In full and without alteration, output each record given here.

*** Opening of RECORDS FOR THE EXERCISE ***

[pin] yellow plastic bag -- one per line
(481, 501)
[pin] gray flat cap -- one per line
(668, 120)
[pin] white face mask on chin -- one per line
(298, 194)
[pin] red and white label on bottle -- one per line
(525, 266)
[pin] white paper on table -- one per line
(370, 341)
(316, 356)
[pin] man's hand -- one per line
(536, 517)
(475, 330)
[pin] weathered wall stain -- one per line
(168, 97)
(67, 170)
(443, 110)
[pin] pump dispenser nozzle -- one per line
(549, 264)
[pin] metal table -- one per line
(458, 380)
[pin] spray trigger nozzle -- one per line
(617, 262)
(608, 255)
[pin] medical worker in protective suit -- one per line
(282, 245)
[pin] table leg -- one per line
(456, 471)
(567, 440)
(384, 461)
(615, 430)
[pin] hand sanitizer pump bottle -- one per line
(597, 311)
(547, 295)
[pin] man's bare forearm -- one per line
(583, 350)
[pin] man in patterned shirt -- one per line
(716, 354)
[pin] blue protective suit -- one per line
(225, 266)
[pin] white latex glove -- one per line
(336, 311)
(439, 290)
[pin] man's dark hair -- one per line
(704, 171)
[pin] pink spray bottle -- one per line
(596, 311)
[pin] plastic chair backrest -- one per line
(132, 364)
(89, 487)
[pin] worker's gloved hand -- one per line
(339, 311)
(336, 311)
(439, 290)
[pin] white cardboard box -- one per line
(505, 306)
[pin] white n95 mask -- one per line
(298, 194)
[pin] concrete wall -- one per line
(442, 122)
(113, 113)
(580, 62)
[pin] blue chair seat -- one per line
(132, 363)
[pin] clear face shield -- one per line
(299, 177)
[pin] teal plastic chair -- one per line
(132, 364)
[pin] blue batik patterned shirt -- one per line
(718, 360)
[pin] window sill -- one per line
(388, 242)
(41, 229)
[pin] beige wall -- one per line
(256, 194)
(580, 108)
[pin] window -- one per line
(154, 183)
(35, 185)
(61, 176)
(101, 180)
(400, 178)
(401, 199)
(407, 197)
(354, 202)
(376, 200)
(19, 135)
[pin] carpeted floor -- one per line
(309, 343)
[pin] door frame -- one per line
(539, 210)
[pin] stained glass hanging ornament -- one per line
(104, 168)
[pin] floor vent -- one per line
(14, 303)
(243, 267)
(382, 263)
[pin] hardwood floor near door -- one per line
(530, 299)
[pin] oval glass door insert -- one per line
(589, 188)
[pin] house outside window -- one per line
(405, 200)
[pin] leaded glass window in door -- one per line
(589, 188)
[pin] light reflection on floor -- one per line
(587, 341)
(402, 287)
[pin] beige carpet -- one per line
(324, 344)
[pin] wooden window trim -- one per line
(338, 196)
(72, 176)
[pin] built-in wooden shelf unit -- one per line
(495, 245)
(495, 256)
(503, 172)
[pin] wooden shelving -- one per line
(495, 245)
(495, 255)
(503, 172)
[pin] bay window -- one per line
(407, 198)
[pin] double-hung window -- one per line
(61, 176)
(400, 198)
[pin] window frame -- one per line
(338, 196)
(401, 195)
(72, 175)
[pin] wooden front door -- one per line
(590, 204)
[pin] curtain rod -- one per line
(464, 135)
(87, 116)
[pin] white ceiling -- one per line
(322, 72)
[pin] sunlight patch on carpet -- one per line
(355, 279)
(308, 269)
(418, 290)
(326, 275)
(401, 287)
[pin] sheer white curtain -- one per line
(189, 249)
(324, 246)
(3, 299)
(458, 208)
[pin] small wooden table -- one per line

*** Close of RECORDS FOR THE EXERCISE ***

**ANSWER AREA:**
[pin] yellow plastic bag -- one per line
(481, 501)
[pin] gray flat cap -- one per line
(668, 120)
[pin] white face mask on chin -- one per line
(298, 194)
[pin] red and white label on bottle -- one per line
(525, 266)
[pin] white paper on table -- one per line
(370, 341)
(316, 356)
[pin] man's hand -- one per line
(536, 517)
(475, 330)
[pin] weathered wall stain -- one per line
(168, 97)
(67, 170)
(443, 110)
[pin] pump dispenser nozzle -- one per line
(549, 264)
[pin] metal table -- one per line
(458, 380)
[pin] spray trigger nozzle -- one per line
(617, 262)
(608, 255)
[pin] medical worker in protective suit -- one per line
(282, 245)
[pin] table leg -- one per line
(456, 471)
(567, 440)
(384, 461)
(615, 430)
[pin] hand sanitizer pump bottle -- one per line
(597, 311)
(547, 295)
[pin] man's bare forearm -- one per line
(583, 350)
[pin] man in patterned shirt -- one per line
(716, 354)
[pin] blue protective suit -- one per line
(225, 266)
[pin] white latex glove -- one per line
(336, 311)
(439, 290)
[pin] man's dark hair -- one per line
(704, 171)
[pin] pink spray bottle -- one per line
(596, 311)
[pin] plastic chair backrest -- one per line
(132, 364)
(89, 487)
[pin] worker's gloved hand -- one per line
(339, 311)
(336, 311)
(439, 290)
[pin] white cardboard box -- one per line
(505, 306)
[pin] white n95 mask -- one per line
(298, 194)
[pin] concrete wall -- one per line
(442, 122)
(113, 113)
(580, 62)
[pin] blue chair seat -- one per line
(132, 363)
[pin] clear face shield -- one per line
(299, 177)
[pin] teal plastic chair -- one per line
(132, 364)
[pin] blue batik patterned shirt -- one per line
(718, 360)
[pin] window sill -- one per line
(388, 242)
(41, 229)
[pin] beige wall -- one per line
(256, 194)
(580, 108)
[pin] window -- one per line
(154, 183)
(35, 185)
(61, 176)
(101, 180)
(400, 178)
(401, 199)
(407, 197)
(354, 202)
(376, 200)
(19, 135)
[pin] carpeted floor -- one per line
(309, 343)
[pin] door frame -- one per line
(539, 210)
[pin] stained glass hanging ornament -- one per line
(104, 168)
[pin] floor vent -- one per line
(14, 303)
(243, 267)
(382, 263)
[pin] hardwood floor near door -- one per line
(530, 299)
[pin] oval glass door insert -- one per line
(589, 188)
[pin] house outside window -- one per line
(405, 200)
[pin] leaded glass window in door -- one per line
(589, 188)
[pin] light reflection on floor -- one per line
(587, 341)
(402, 287)
[pin] beige carpet -- one per line
(324, 344)
[pin] wooden window trim -- one per line
(338, 196)
(72, 176)
[pin] built-in wooden shelf unit -- one per line
(495, 245)
(495, 256)
(503, 172)
[pin] wooden shelving -- one per line
(495, 245)
(495, 255)
(503, 172)
[pin] bay window -- one per line
(407, 198)
[pin] double-hung window -- one per line
(61, 176)
(400, 198)
[pin] window frame -- one per line
(338, 196)
(401, 195)
(72, 175)
[pin] wooden front door -- one per line
(590, 204)
[pin] curtain rod -- one per line
(464, 135)
(87, 116)
[pin] white ceiling -- one per line
(322, 72)
[pin] sunlight patch on carpet -- one per line
(355, 279)
(308, 269)
(418, 290)
(326, 275)
(401, 287)
[pin] sheer white curtain -- one per line
(189, 249)
(324, 246)
(3, 299)
(458, 208)
[pin] small wooden table -- one per line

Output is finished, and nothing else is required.